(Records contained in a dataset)
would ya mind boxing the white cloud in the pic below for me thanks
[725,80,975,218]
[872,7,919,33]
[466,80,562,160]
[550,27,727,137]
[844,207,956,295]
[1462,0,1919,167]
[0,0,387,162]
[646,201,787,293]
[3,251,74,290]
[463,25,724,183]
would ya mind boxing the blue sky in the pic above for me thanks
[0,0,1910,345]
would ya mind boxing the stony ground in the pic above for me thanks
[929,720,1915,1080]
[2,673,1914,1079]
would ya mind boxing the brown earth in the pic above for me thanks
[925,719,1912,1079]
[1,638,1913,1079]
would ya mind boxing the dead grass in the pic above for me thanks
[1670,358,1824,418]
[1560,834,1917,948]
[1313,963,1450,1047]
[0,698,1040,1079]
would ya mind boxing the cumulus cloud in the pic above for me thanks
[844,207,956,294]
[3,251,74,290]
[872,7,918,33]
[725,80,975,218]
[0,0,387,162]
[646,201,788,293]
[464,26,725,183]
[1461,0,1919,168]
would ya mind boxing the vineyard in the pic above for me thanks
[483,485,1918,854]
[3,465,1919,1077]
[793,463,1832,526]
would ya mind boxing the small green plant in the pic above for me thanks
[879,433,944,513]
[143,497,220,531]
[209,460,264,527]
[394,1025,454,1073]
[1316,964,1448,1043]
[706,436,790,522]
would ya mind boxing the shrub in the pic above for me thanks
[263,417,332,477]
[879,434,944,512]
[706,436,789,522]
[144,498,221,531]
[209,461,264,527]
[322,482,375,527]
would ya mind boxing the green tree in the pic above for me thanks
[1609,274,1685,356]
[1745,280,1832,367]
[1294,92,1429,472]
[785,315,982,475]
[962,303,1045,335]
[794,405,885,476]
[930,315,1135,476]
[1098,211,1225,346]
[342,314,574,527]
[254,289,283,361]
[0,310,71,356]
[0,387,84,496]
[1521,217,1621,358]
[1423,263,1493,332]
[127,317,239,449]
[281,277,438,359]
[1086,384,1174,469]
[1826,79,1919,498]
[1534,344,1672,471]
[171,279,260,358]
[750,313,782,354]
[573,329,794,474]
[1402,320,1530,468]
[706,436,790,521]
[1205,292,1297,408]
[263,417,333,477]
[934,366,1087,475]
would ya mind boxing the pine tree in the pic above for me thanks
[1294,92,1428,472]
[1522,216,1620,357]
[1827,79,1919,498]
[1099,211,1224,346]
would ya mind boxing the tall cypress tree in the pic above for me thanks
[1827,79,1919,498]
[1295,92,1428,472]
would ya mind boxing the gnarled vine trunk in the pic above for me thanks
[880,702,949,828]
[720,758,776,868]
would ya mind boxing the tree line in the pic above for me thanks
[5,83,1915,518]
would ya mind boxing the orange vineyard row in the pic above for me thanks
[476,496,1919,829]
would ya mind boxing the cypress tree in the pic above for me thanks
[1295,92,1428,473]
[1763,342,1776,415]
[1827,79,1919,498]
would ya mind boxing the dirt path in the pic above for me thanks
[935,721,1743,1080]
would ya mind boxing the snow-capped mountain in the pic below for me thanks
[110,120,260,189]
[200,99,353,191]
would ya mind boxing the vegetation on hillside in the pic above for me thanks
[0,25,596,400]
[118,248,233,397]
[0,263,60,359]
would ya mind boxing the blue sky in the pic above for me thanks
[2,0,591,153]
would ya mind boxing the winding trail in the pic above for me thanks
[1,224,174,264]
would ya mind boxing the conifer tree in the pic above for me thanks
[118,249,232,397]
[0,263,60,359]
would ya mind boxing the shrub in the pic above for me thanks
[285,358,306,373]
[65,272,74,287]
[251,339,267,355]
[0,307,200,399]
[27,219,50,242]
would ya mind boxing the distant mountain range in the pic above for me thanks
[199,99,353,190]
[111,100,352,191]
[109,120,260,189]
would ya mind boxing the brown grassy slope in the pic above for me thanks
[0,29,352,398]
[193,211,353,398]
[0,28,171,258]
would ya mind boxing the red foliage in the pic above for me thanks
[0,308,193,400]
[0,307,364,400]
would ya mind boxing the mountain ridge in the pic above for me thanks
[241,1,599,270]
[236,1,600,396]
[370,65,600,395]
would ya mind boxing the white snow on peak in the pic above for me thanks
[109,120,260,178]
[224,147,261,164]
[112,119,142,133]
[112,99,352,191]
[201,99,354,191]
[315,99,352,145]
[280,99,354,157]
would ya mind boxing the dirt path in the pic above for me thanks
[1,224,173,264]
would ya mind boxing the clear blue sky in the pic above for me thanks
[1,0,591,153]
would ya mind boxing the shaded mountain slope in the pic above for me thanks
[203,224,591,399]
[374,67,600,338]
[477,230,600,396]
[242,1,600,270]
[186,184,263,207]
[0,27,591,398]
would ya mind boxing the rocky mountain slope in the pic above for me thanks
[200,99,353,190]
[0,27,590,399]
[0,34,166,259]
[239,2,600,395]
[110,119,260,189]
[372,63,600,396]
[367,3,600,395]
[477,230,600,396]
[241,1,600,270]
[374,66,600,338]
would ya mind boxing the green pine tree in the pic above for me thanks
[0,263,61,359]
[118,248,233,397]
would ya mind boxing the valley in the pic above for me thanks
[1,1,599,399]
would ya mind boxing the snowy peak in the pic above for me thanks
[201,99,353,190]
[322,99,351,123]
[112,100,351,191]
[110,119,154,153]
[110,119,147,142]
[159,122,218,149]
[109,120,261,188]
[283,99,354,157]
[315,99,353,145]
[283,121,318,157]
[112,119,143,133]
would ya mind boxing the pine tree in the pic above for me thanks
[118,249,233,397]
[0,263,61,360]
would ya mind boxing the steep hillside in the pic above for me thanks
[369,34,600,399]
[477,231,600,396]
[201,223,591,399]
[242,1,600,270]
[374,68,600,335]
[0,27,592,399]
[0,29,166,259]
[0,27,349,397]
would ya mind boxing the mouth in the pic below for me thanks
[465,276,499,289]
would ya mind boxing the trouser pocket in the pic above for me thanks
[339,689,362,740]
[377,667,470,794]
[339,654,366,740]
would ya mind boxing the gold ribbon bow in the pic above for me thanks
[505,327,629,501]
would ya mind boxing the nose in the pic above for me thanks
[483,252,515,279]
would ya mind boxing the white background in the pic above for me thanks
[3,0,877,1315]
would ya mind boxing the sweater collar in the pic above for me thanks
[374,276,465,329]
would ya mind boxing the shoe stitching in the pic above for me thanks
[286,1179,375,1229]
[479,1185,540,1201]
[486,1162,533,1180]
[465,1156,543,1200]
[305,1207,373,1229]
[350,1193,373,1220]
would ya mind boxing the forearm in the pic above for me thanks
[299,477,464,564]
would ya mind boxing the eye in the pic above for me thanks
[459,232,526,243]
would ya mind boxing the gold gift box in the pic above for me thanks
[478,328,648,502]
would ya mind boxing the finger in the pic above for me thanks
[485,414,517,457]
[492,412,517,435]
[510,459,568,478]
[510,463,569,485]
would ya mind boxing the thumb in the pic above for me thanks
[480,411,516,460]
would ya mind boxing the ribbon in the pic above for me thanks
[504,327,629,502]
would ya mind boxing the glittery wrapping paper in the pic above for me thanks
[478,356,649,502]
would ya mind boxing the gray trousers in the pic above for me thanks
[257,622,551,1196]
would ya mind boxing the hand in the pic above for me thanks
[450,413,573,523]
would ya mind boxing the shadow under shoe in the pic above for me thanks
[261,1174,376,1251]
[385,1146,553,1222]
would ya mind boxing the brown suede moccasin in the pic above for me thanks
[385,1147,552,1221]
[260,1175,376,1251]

About this exercise - Nothing in the records may be altered; restate them word for word.

Response -
would ya mind boxing the white cloud in the pic below for me thanks
[725,80,975,218]
[872,7,919,33]
[466,80,562,160]
[550,27,727,137]
[844,207,956,295]
[1462,0,1919,167]
[0,0,387,162]
[646,201,787,293]
[3,251,74,290]
[463,25,724,183]
would ya mind boxing the blue sky in the pic above for me thanks
[0,0,1910,345]
would ya mind boxing the stony ground in the pic above for me thanks
[929,720,1915,1080]
[2,673,1914,1079]
would ya mind boxing the brown earth in the pic above for me thanks
[925,719,1912,1079]
[1,638,1913,1079]
would ya mind boxing the dead grass in the pic above for me thanks
[1670,358,1824,418]
[1560,834,1917,948]
[1313,963,1450,1047]
[0,698,1040,1079]
would ya mind boxing the cumulus cloud in the pic above for me thanks
[844,207,956,294]
[3,251,74,290]
[872,7,918,33]
[725,80,975,218]
[0,0,387,162]
[646,201,788,293]
[464,26,725,183]
[1461,0,1919,168]
would ya mind boxing the vineyard in the pic above for me thanks
[483,485,1918,854]
[3,465,1919,1077]
[793,463,1832,526]
would ya mind boxing the small green plant in the pic above for me thanks
[879,433,944,513]
[143,497,220,531]
[209,460,264,527]
[394,1025,454,1073]
[1316,964,1448,1043]
[706,436,790,522]
would ya mind boxing the shrub in the pic above for me thanks
[263,417,332,477]
[879,434,944,512]
[706,436,789,522]
[144,498,221,531]
[209,461,264,527]
[322,482,375,527]
would ya mind boxing the green tree in the pic above for me thanks
[1609,274,1685,356]
[1745,280,1832,367]
[1294,92,1429,472]
[785,315,982,475]
[962,303,1045,335]
[794,405,885,476]
[930,315,1135,476]
[1098,211,1225,346]
[342,314,574,527]
[254,289,283,361]
[0,310,71,356]
[0,387,84,496]
[1521,217,1621,358]
[1423,263,1493,332]
[127,317,239,449]
[281,277,438,359]
[1086,384,1174,469]
[1826,79,1919,498]
[1534,344,1672,471]
[171,279,260,358]
[750,313,782,354]
[573,329,794,474]
[1402,320,1530,468]
[706,436,790,521]
[1205,292,1297,408]
[263,417,333,477]
[934,366,1087,475]
would ya mind boxing the pine tree in the pic above for me thanks
[1294,92,1428,472]
[1522,216,1620,357]
[1827,79,1919,498]
[1099,211,1224,346]
would ya mind boxing the tall cypress tree in the pic above for me thanks
[1827,79,1919,498]
[1295,92,1428,472]
would ya mind boxing the gnarled vine trunk in the pic above for me thanks
[880,702,949,828]
[720,758,776,868]
would ya mind boxing the tree line in the pic above for me thanks
[5,83,1915,518]
would ya mind boxing the orange vineyard row in the pic above for me thanks
[476,496,1919,829]
would ya mind boxing the cypress tree in the pic above for me thanks
[1295,92,1428,473]
[1763,342,1776,415]
[1827,79,1919,498]
would ya mind boxing the dirt path in the pic above for me thanks
[935,721,1743,1080]
would ya mind boxing the snow-capped mountain in the pic below for me thanks
[110,120,260,189]
[200,99,353,191]
would ya mind boxing the vegetation on hillside in the pic above for me thanks
[0,25,596,400]
[118,248,233,397]
[0,263,60,359]
would ya mind boxing the blue sky in the pic above for me thanks
[2,0,591,153]
would ya mind boxing the winding trail in the pic above for me thanks
[1,224,174,264]
would ya mind boxing the conifer tree in the pic above for me thanks
[118,249,232,397]
[0,263,60,359]
would ya mind boxing the shrub in the pic above for me thanks
[285,358,306,373]
[65,272,74,287]
[251,339,267,355]
[0,307,200,399]
[27,219,50,242]
would ya mind boxing the distant mountain range in the pic above for me thanks
[199,99,353,190]
[111,100,352,191]
[109,120,260,189]
would ya mind boxing the brown grassy slope in the pic above for me thanks
[0,29,352,398]
[193,211,353,398]
[0,28,171,258]
would ya mind boxing the red foliage in the pic above for me thanks
[0,308,193,400]
[0,307,364,400]
would ya mind boxing the mountain ridge in the pic above for me thanks
[241,1,599,270]
[236,1,600,396]
[370,65,600,395]
would ya mind boxing the white snow on peak in the pic above for me thanks
[109,120,260,178]
[224,147,261,164]
[112,119,142,133]
[112,99,352,191]
[201,99,354,191]
[315,99,352,145]
[280,99,354,157]
would ya mind boxing the dirt path in the pic above for me thanks
[1,224,173,264]
would ya mind boxing the clear blue sky in the pic above for me thanks
[1,0,591,153]
would ya mind boxing the shaded mountain slope in the pic above for me thanks
[203,224,591,399]
[374,67,600,338]
[477,230,600,396]
[242,1,600,270]
[186,184,263,207]
[0,27,591,398]
would ya mind boxing the rocky mountain slope in the pic above for me thanks
[200,99,353,190]
[0,27,590,399]
[0,34,166,259]
[239,2,600,395]
[110,119,260,189]
[372,63,600,396]
[367,3,600,395]
[477,230,600,396]
[241,1,600,270]
[374,66,600,338]
would ya mind boxing the green pine tree in the pic above for me thanks
[0,263,61,359]
[118,248,233,397]
would ya mind boxing the valley in the pic above for me thanks
[1,1,599,399]
would ya mind boxing the snowy peak in the pic above for me thanks
[201,99,353,190]
[322,99,351,123]
[112,100,351,191]
[110,119,154,153]
[110,119,147,142]
[159,122,218,149]
[109,120,261,188]
[283,99,354,157]
[315,99,353,145]
[283,121,318,157]
[112,119,143,133]
would ya mind boxing the pine tree in the pic above for me thanks
[118,249,233,397]
[0,263,61,360]
would ya mind boxing the steep hillside in the pic above for me thanks
[369,34,600,399]
[477,231,600,396]
[201,223,591,399]
[242,1,600,270]
[374,68,600,335]
[0,27,592,399]
[0,29,166,259]
[0,27,349,397]
would ya mind boxing the mouth in the pic below for me thanks
[465,276,499,289]
would ya mind boxing the trouser pocket in the pic above for me thanks
[339,689,362,740]
[377,667,470,794]
[339,654,366,740]
would ya mind boxing the gold ribbon bow in the pic above for me thanks
[505,327,629,501]
would ya mind boxing the nose in the pic above for me thanks
[483,252,515,279]
would ya mind boxing the white background in the pic above for me thanks
[3,0,877,1315]
would ya mind boxing the sweater collar in the pic above for me thanks
[374,276,465,329]
would ya mind boxing the shoe stitching in the pic above for me thanks
[286,1179,375,1229]
[479,1185,540,1201]
[486,1162,533,1180]
[465,1156,543,1200]
[305,1207,373,1229]
[350,1193,373,1220]
would ya mind boxing the forearm in the pic above for me thanks
[299,477,464,564]
would ya mind boxing the eye in the pic above for me thanks
[459,232,526,243]
would ya mind boxing the gold gift box in the pic above for me thanks
[478,328,648,502]
would ya mind boxing the finger in the pic above for me thanks
[485,414,517,457]
[492,412,517,435]
[510,459,568,478]
[510,463,569,485]
would ya mind boxing the thumb in the pic above for me thanks
[480,411,516,460]
would ya mind boxing the ribbon in the pic above for me thanks
[504,327,629,502]
would ya mind boxing the glittery wrapping paper in the pic above for me thanks
[478,356,649,502]
would ya mind boxing the gray trousers in the pic above for me thanks
[257,622,551,1196]
would ya mind boxing the hand in the pic above for me thanks
[450,413,573,523]
would ya mind boxing the shadow under shoe in the pic above for me thanks
[261,1174,376,1251]
[385,1146,553,1222]
would ya mind boxing the brown suede moccasin in the pic above for me thanks
[385,1147,552,1221]
[260,1175,376,1251]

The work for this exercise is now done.